**Your instructions**
Beneath this line is the data. Output exactly the lines from the line with "point at the mowed grass stripe" to the line with "point at the lawn shadow", both ends included, and nothing more.

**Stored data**
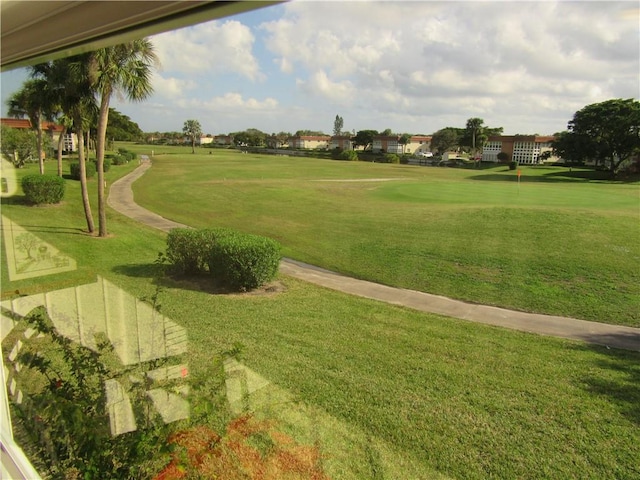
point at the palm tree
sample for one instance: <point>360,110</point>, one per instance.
<point>32,101</point>
<point>474,125</point>
<point>125,69</point>
<point>193,131</point>
<point>69,85</point>
<point>67,125</point>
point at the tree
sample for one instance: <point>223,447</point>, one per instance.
<point>311,133</point>
<point>338,125</point>
<point>445,139</point>
<point>573,148</point>
<point>67,125</point>
<point>125,69</point>
<point>122,128</point>
<point>34,101</point>
<point>608,132</point>
<point>69,85</point>
<point>403,140</point>
<point>474,132</point>
<point>364,138</point>
<point>18,144</point>
<point>193,131</point>
<point>251,137</point>
<point>503,157</point>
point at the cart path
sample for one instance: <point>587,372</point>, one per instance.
<point>616,336</point>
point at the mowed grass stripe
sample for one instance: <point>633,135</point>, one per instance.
<point>463,399</point>
<point>566,248</point>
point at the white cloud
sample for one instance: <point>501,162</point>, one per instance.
<point>209,48</point>
<point>235,101</point>
<point>319,84</point>
<point>458,59</point>
<point>170,87</point>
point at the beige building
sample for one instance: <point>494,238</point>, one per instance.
<point>391,144</point>
<point>70,140</point>
<point>524,149</point>
<point>310,142</point>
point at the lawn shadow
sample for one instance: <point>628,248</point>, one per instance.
<point>47,229</point>
<point>161,276</point>
<point>563,176</point>
<point>621,385</point>
<point>15,200</point>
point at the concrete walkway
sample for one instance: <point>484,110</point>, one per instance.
<point>121,199</point>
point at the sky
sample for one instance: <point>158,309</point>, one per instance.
<point>414,66</point>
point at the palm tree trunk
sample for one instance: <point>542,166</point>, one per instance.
<point>60,145</point>
<point>83,178</point>
<point>103,119</point>
<point>39,140</point>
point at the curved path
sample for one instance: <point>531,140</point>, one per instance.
<point>616,336</point>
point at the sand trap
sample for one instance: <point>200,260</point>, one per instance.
<point>361,180</point>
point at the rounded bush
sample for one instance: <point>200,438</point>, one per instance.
<point>244,262</point>
<point>106,164</point>
<point>391,158</point>
<point>188,249</point>
<point>350,155</point>
<point>41,189</point>
<point>74,169</point>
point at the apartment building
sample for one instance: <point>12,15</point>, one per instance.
<point>312,142</point>
<point>392,144</point>
<point>70,140</point>
<point>342,142</point>
<point>524,149</point>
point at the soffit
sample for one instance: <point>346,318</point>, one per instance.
<point>36,31</point>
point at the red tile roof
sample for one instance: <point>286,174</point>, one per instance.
<point>26,123</point>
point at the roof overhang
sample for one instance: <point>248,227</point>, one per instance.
<point>33,32</point>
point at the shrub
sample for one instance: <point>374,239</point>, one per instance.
<point>106,164</point>
<point>244,262</point>
<point>127,154</point>
<point>503,157</point>
<point>41,189</point>
<point>391,158</point>
<point>350,155</point>
<point>119,160</point>
<point>188,249</point>
<point>74,168</point>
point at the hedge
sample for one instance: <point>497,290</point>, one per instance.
<point>40,189</point>
<point>90,168</point>
<point>244,262</point>
<point>233,259</point>
<point>188,249</point>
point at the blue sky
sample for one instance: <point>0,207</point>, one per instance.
<point>413,67</point>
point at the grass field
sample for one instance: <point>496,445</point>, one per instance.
<point>559,242</point>
<point>384,392</point>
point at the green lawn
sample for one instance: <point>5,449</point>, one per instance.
<point>383,392</point>
<point>561,242</point>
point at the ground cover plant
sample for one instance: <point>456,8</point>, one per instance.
<point>380,391</point>
<point>558,242</point>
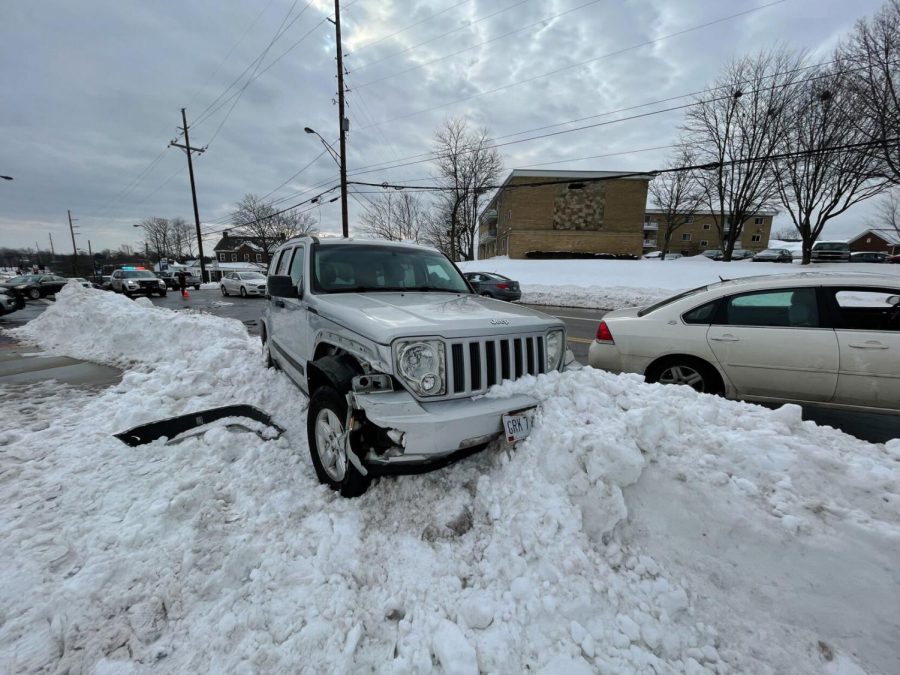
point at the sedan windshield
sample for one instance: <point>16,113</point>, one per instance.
<point>350,268</point>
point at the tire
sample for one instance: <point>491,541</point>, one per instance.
<point>684,370</point>
<point>325,420</point>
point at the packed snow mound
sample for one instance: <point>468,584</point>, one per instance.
<point>222,553</point>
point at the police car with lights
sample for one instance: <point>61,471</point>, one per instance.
<point>135,281</point>
<point>396,352</point>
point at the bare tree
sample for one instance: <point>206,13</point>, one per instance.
<point>677,194</point>
<point>157,236</point>
<point>467,166</point>
<point>736,131</point>
<point>816,180</point>
<point>395,217</point>
<point>183,238</point>
<point>871,56</point>
<point>267,226</point>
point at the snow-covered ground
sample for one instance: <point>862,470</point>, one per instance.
<point>611,284</point>
<point>639,529</point>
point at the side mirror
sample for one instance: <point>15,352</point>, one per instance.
<point>281,286</point>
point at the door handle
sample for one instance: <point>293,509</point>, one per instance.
<point>871,344</point>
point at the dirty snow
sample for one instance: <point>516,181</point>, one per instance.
<point>639,529</point>
<point>611,284</point>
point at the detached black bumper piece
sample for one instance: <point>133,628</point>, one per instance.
<point>172,427</point>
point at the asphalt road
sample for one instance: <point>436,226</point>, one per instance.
<point>581,326</point>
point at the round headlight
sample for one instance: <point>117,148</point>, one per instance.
<point>555,349</point>
<point>420,364</point>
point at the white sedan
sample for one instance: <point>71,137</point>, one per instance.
<point>243,283</point>
<point>828,338</point>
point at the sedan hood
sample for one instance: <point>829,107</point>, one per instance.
<point>386,316</point>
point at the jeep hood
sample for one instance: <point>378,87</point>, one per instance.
<point>384,317</point>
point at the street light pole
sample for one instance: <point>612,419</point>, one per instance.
<point>344,122</point>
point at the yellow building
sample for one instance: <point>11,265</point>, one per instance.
<point>535,213</point>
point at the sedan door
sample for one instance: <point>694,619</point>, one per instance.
<point>772,344</point>
<point>867,326</point>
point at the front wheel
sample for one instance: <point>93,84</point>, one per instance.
<point>696,374</point>
<point>328,444</point>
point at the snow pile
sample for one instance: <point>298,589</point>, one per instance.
<point>583,550</point>
<point>611,284</point>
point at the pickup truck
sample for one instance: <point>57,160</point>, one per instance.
<point>396,352</point>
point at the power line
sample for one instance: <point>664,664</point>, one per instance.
<point>585,62</point>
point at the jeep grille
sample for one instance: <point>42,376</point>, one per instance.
<point>476,365</point>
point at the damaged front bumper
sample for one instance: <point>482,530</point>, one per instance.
<point>426,434</point>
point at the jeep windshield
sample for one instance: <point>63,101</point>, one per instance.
<point>364,268</point>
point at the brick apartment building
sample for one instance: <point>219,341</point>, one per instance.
<point>576,214</point>
<point>700,232</point>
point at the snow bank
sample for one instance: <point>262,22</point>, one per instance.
<point>580,551</point>
<point>611,284</point>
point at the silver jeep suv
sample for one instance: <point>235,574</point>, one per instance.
<point>395,350</point>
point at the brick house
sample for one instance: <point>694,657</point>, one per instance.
<point>575,214</point>
<point>878,239</point>
<point>700,233</point>
<point>236,248</point>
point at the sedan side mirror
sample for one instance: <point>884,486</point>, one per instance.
<point>281,286</point>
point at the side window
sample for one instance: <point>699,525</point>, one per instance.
<point>781,308</point>
<point>284,262</point>
<point>297,265</point>
<point>702,314</point>
<point>867,308</point>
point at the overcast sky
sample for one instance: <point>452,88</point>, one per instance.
<point>92,92</point>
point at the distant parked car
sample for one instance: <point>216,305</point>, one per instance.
<point>492,285</point>
<point>868,256</point>
<point>774,255</point>
<point>828,338</point>
<point>243,283</point>
<point>34,286</point>
<point>830,251</point>
<point>654,255</point>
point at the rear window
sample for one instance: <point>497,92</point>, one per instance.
<point>668,301</point>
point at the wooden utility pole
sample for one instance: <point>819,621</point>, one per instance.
<point>74,250</point>
<point>344,122</point>
<point>188,150</point>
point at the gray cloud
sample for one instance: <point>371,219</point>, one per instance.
<point>92,92</point>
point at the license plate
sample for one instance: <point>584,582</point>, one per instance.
<point>517,426</point>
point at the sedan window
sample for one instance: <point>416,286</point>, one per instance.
<point>867,309</point>
<point>796,308</point>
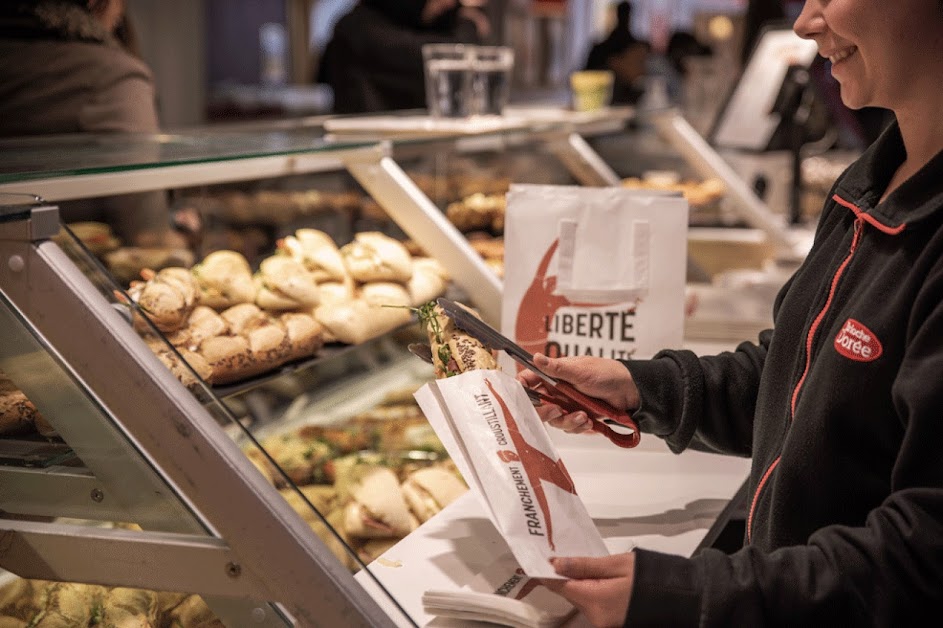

**Output of the task**
point at the mowed grass stripe
sample for one instance: <point>633,135</point>, one per instance.
<point>463,399</point>
<point>566,248</point>
point at the white cloud
sample for one instance: <point>501,162</point>, one per instance.
<point>209,48</point>
<point>235,101</point>
<point>319,84</point>
<point>458,59</point>
<point>170,87</point>
point at the beige building
sample for one instance: <point>494,238</point>, one per instance.
<point>391,144</point>
<point>70,140</point>
<point>524,149</point>
<point>310,142</point>
point at the lawn shadow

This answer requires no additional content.